↓↓↓
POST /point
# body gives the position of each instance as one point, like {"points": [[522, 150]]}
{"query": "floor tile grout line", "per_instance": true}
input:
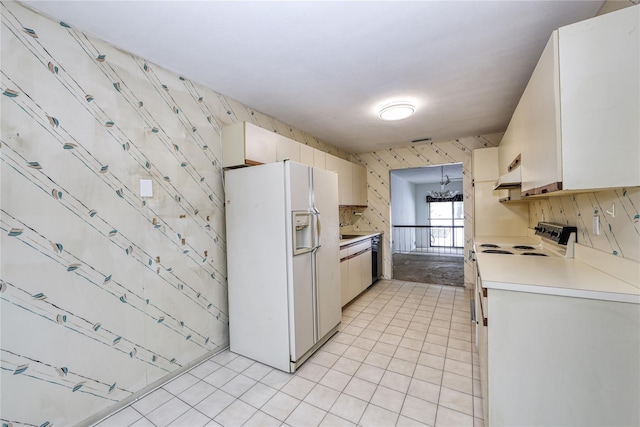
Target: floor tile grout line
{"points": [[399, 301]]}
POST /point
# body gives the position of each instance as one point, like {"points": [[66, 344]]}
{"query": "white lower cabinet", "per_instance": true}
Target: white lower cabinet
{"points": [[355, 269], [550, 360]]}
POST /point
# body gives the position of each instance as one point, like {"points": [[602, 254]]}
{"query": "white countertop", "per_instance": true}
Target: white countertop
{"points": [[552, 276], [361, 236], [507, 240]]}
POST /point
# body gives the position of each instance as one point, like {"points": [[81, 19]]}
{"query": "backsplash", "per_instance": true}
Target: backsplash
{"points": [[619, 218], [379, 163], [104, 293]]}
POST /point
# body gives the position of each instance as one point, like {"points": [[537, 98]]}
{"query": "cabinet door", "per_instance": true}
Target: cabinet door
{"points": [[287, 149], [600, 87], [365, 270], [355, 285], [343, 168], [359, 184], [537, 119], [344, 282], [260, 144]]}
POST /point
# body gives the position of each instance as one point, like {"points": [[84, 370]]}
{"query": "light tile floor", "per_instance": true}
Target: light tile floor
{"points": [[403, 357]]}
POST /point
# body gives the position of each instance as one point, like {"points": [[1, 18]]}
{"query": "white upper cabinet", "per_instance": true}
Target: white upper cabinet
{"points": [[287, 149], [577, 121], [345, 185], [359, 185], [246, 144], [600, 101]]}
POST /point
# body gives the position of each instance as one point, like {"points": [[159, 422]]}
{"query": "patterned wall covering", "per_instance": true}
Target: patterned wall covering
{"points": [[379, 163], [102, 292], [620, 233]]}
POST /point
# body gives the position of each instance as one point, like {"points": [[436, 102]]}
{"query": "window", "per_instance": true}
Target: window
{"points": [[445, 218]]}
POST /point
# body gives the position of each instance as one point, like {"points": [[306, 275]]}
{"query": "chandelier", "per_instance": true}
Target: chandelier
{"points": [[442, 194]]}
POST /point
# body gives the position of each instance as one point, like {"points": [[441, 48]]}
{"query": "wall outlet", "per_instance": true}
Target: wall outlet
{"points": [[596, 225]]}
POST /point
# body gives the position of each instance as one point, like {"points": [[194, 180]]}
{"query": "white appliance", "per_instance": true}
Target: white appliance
↑↑↑
↓↓↓
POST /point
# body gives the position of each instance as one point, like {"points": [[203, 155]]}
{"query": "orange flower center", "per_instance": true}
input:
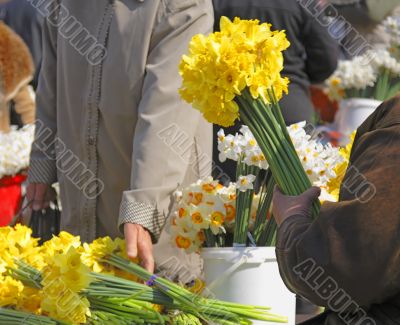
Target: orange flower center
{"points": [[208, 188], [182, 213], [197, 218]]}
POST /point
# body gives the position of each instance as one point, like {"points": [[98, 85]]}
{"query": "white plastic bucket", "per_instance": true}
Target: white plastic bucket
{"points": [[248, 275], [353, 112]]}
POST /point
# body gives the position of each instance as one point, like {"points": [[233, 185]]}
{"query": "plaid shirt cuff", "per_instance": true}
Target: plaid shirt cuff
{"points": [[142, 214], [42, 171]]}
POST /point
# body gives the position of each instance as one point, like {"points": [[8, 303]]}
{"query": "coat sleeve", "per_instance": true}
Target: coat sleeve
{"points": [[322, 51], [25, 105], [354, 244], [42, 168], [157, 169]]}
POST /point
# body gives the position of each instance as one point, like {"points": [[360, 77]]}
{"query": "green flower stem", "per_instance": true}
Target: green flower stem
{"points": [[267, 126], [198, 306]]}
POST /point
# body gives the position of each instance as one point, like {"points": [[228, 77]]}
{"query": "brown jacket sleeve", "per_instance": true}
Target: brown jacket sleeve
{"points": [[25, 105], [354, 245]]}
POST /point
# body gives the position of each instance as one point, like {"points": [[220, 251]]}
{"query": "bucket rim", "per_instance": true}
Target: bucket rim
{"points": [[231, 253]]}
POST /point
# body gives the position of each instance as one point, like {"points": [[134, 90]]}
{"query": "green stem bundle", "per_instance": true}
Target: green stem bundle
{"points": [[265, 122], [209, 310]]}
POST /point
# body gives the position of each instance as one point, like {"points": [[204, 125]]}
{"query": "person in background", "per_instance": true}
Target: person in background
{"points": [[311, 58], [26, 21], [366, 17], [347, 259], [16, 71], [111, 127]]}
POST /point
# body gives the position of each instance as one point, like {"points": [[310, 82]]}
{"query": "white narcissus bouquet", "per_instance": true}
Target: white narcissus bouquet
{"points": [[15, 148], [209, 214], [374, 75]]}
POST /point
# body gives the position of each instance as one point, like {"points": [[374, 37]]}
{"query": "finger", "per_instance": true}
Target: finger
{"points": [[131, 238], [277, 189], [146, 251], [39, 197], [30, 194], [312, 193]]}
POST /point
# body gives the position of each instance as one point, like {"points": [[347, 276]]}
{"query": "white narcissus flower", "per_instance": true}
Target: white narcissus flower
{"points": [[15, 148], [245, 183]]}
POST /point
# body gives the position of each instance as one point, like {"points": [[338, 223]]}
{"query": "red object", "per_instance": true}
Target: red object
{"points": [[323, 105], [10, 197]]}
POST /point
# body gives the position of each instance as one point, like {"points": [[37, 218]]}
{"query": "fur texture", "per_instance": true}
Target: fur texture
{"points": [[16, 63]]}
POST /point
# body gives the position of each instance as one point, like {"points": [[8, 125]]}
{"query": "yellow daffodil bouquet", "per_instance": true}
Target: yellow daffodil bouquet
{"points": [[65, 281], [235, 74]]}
↑↑↑
### AIM OF THE EXERCISE
Extract every line of the items above that contains the word "sleeve".

### ANSWER TO THIS EXERCISE
{"query": "coat sleeve", "per_instance": true}
Target: coat sleeve
{"query": "brown jacket sleeve", "per_instance": true}
Target: brown jacket sleeve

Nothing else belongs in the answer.